• Problem requirements: Rewrite the records from the line containing "Place one marker on every instance of the mountain" up to and including the final line of the records as a numbered list, leaving out any blank lines.

━━━━━━━━━━━━━━━━━━━━

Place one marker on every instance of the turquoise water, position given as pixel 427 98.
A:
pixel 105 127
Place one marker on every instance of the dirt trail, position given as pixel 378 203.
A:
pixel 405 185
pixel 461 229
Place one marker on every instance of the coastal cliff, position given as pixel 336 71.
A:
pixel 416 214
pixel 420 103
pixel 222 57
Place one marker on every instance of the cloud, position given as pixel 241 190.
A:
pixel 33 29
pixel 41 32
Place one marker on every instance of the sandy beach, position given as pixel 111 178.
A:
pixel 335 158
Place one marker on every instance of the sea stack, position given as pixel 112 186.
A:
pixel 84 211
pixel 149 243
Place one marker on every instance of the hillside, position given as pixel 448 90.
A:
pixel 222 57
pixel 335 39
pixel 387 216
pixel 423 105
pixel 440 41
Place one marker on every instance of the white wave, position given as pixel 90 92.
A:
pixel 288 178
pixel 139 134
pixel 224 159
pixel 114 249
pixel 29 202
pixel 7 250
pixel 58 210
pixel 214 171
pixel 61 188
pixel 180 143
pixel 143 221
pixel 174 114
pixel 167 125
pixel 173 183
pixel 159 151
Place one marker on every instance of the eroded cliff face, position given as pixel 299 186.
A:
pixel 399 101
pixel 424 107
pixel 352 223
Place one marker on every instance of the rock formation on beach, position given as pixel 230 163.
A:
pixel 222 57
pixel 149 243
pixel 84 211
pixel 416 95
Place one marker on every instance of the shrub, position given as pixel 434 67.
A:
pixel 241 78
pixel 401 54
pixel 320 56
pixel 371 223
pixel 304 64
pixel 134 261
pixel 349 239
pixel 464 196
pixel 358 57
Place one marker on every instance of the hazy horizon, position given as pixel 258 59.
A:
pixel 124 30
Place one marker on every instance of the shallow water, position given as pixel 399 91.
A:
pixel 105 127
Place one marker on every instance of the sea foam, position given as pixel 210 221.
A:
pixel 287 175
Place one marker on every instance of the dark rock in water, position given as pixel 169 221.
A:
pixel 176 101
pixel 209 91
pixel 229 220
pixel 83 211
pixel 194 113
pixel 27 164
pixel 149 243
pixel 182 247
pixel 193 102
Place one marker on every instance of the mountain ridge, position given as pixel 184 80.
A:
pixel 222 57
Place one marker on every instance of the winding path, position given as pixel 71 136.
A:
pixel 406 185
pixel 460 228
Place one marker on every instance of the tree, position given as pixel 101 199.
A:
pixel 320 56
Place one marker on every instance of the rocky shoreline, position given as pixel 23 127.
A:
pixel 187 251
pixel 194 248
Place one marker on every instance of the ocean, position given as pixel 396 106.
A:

━━━━━━━━━━━━━━━━━━━━

• Answer in full:
1. Place one marker on every instance of the mountain ridge, position given as pixel 184 80.
2. A:
3. pixel 222 57
4. Place one marker on every instance of the winding path, position given as pixel 71 136.
5. A:
6. pixel 406 185
7. pixel 460 228
8. Place one marker on every instance of the tree, position given as pixel 101 199.
9. A:
10. pixel 320 56
11. Place one marker on every instance of the rocky shoreline, position given as pixel 23 127.
12. A:
13. pixel 187 251
14. pixel 194 248
15. Place one marker on every instance of the ocean, position given as pixel 396 106.
16. A:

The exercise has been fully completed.